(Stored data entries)
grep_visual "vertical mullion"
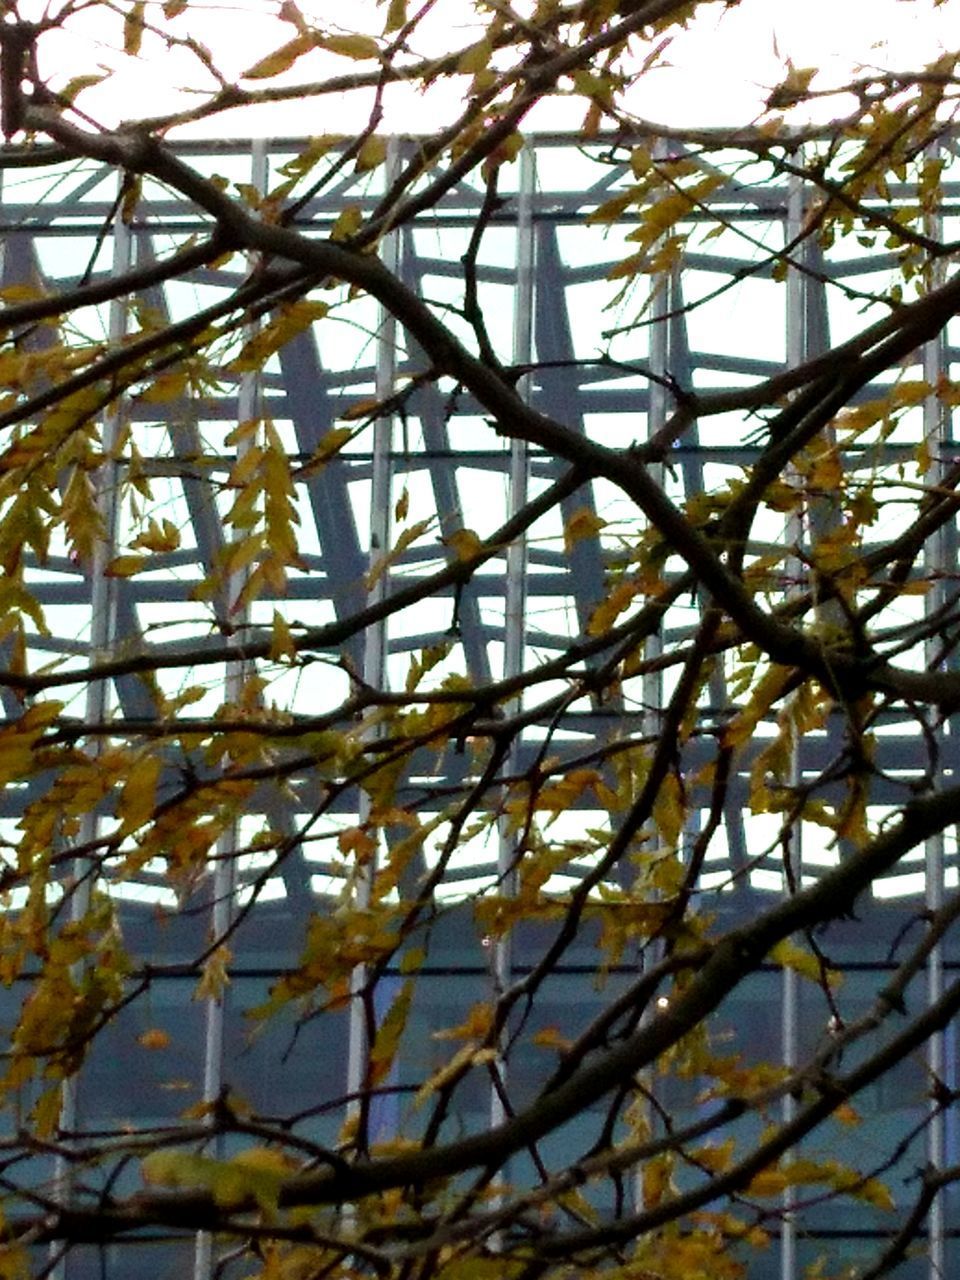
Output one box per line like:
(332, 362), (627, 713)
(781, 166), (807, 1280)
(644, 260), (668, 731)
(193, 137), (267, 1280)
(346, 137), (401, 1120)
(634, 154), (670, 1212)
(52, 182), (132, 1280)
(492, 140), (536, 1135)
(922, 137), (947, 1280)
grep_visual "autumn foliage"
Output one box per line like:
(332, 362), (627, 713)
(0, 1), (958, 1278)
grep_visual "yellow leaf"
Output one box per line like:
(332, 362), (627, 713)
(631, 146), (652, 177)
(383, 0), (407, 32)
(20, 700), (64, 732)
(235, 182), (262, 210)
(226, 1148), (301, 1214)
(195, 946), (232, 1002)
(693, 1138), (735, 1173)
(857, 1177), (895, 1212)
(747, 1167), (788, 1197)
(140, 370), (187, 404)
(369, 980), (414, 1084)
(481, 130), (524, 181)
(770, 938), (827, 985)
(936, 374), (960, 407)
(807, 443), (843, 492)
(366, 518), (433, 588)
(400, 946), (426, 974)
(105, 554), (148, 578)
(0, 1241), (29, 1280)
(652, 770), (683, 851)
(243, 34), (313, 80)
(124, 1), (146, 56)
(532, 1026), (573, 1051)
(118, 754), (161, 836)
(888, 379), (931, 407)
(229, 301), (329, 373)
(415, 1041), (496, 1107)
(588, 578), (641, 635)
(138, 1028), (171, 1050)
(0, 284), (42, 303)
(342, 398), (384, 423)
(163, 0), (188, 16)
(298, 426), (355, 476)
(564, 506), (606, 552)
(468, 67), (497, 95)
(458, 39), (492, 74)
(141, 1151), (202, 1187)
(232, 1146), (298, 1176)
(766, 61), (818, 110)
(29, 1086), (61, 1141)
(444, 528), (482, 561)
(130, 517), (180, 553)
(642, 1155), (672, 1208)
(587, 190), (636, 226)
(405, 642), (451, 692)
(330, 205), (363, 241)
(225, 418), (261, 448)
(141, 1151), (260, 1210)
(319, 33), (380, 60)
(834, 1102), (861, 1126)
(723, 664), (793, 749)
(269, 610), (297, 664)
(58, 74), (109, 105)
(338, 826), (377, 862)
(62, 465), (103, 564)
(356, 135), (387, 173)
(277, 135), (340, 180)
(433, 1001), (493, 1042)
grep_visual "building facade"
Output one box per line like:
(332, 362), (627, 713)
(1, 132), (958, 1278)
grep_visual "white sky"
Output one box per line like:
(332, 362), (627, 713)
(21, 0), (960, 138)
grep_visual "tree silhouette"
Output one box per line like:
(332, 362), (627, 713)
(0, 2), (957, 1278)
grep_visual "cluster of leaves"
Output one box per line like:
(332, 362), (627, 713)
(0, 1), (957, 1279)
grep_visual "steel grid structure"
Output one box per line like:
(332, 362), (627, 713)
(3, 133), (960, 1279)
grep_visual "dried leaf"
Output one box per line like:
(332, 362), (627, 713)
(383, 0), (407, 33)
(124, 2), (147, 57)
(564, 506), (606, 552)
(105, 554), (148, 578)
(242, 35), (313, 80)
(330, 204), (363, 241)
(355, 134), (387, 173)
(318, 33), (380, 60)
(195, 946), (232, 1002)
(444, 528), (482, 561)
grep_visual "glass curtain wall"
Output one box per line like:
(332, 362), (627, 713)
(1, 133), (958, 1279)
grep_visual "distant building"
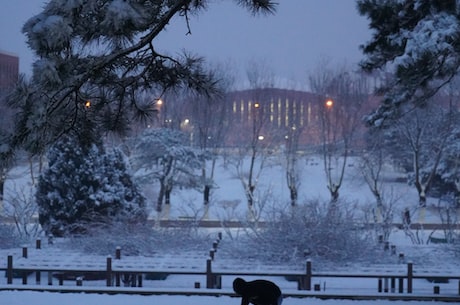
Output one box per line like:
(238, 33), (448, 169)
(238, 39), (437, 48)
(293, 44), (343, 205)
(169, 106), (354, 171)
(141, 87), (379, 151)
(0, 51), (19, 96)
(224, 88), (378, 150)
(225, 88), (323, 148)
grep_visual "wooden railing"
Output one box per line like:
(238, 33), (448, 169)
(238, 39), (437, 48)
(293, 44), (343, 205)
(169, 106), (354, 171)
(1, 237), (460, 301)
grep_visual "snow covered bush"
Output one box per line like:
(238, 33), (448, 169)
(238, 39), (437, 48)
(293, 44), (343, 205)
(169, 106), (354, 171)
(36, 134), (146, 237)
(224, 199), (382, 265)
(4, 183), (42, 239)
(65, 222), (212, 256)
(0, 224), (22, 249)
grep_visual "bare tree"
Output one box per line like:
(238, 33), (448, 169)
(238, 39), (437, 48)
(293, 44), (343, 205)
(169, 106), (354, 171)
(436, 196), (458, 244)
(283, 126), (303, 207)
(359, 131), (401, 242)
(132, 128), (202, 216)
(360, 128), (387, 214)
(231, 60), (275, 219)
(309, 64), (369, 204)
(189, 63), (236, 217)
(384, 102), (454, 208)
(4, 182), (41, 239)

= Task objective =
Check each line of the entries above for the word "leaf". List the ones that have it.

= Task answer =
grep_visual "yellow leaf"
grep_visual "dried leaf"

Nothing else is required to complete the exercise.